## Passage shown
━━━━━━━━
# Suspention question



## Yardbuck (Feb 1, 2007)

Ok, i bought the Tempest that I mentioned in the last post for the body panals. But now I have another question regarding the differences in the suspention. The spring and shocks in my 67 goat could use to be replaced and the spings and shocks in the 67 Temest are in really good shape as far as I can tell. I'v tried to find them in a parts catalog but they only list them for the GTO and when I call to ask customer service no one is able to help, my local, well trusted and long time parts guy doesn't even know for sure. He "thinks" that all the "A" body suspention was the same but isn't sure. So I figured I would ask the experts here. So my question is there any differences in the springs and shocks between the two cars? Does the wieght and engine size have anything to do with it? The GTO has the 400 of course and the Tempest has a 326, so the front end wieght can't be thet far off. Any help would be most appreciated. Just trying to save money anywhere I can.

Aaron


----------



## lars (Sep 28, 2004)
━━━━━━━━
## Tasks for this exercise
1 > In the suspension thread, why does Aaron bring his question to the forum? Answer in one to three sentences.
2 > Pick up the suspension thread right after its final line and keep it going.
The lines after this point come from a different source.

## Information provided
━━━━━━━━
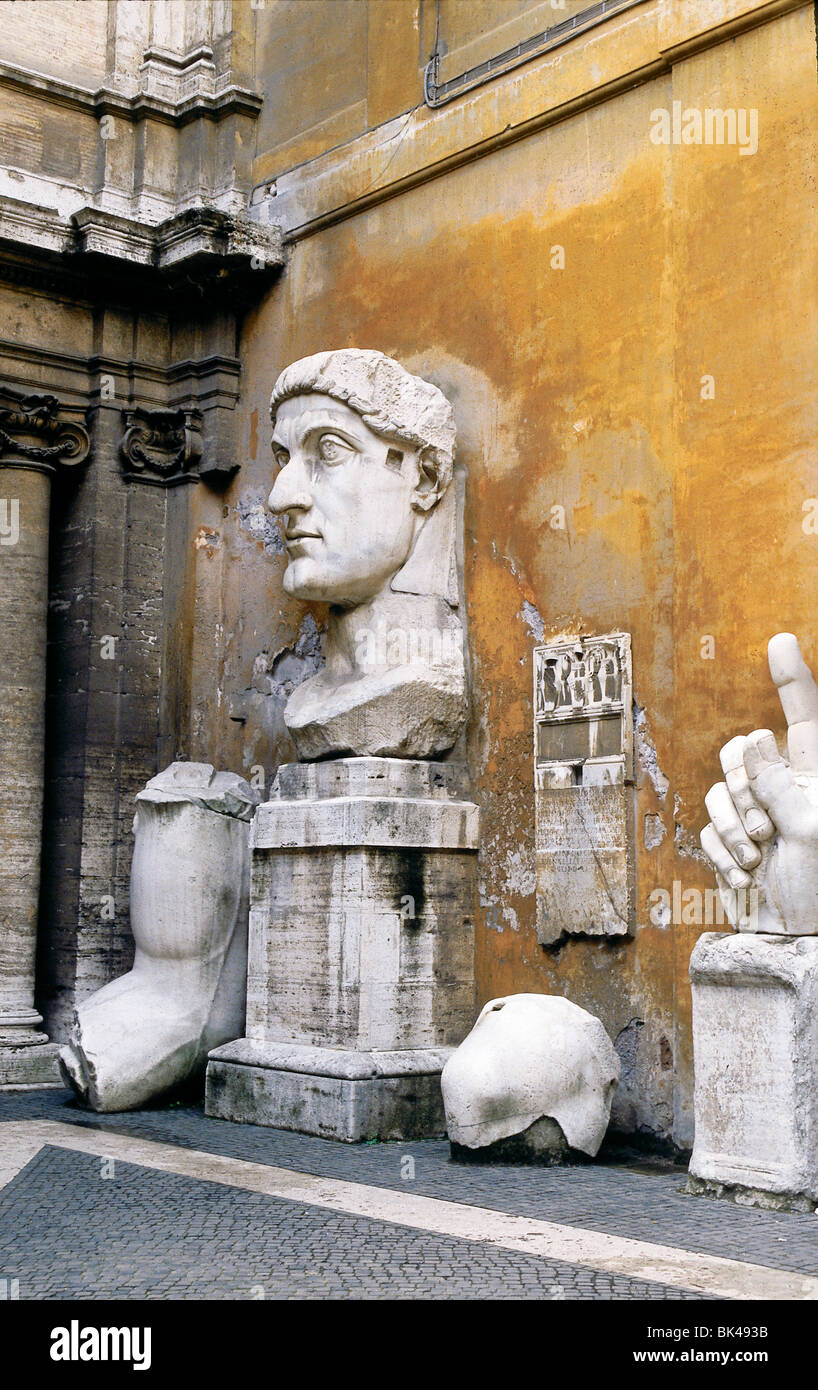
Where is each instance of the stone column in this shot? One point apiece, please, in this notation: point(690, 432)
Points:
point(34, 442)
point(361, 965)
━━━━━━━━
## Task responses
1 > The parts catalogs he checked list the springs and shocks only for the GTO, and no one at customer service could help when he called. His longtime parts guy only thinks all the "A" body suspension was the same and isn't sure.

2 >
All GM A-Body suspension parts fully interchange, but spring rates were different for different models, options, engines and A/C versus non-A/C. The factory assembly manual shows all the various spring configurations that were available. You can interchange springs between Tempest and GTO with no problem - the GTO had a slightly higher spring rate but the same ride height.


----------



## 05GTO (Oct 6, 2004)

The spring rates on the 67 pontiac a-bodies are;

Front springs;
Tempest and Lemans 6 cylinder = 225
Tempest and Lemans w/326 = 275
GTO = 305

Rear springs;
Tempest and Lemans = 106
GTO= 122

GTO Dry weight = 3430 lbs.
Lemans/Tempest Dry weight = 3,140
with a 326 + 181 lbs.
with A/C + 124 lbs.
with P/S + 28 lbs
with P/B + 10 lbs
with P/windows + 21 lbs
Turbo hydro-matic tranny + 50lbs (GTO)

If the Tempest was fully optioned with a 326 and the GTO had no options I don't think it would be a problem to use the tempest springs on the goat.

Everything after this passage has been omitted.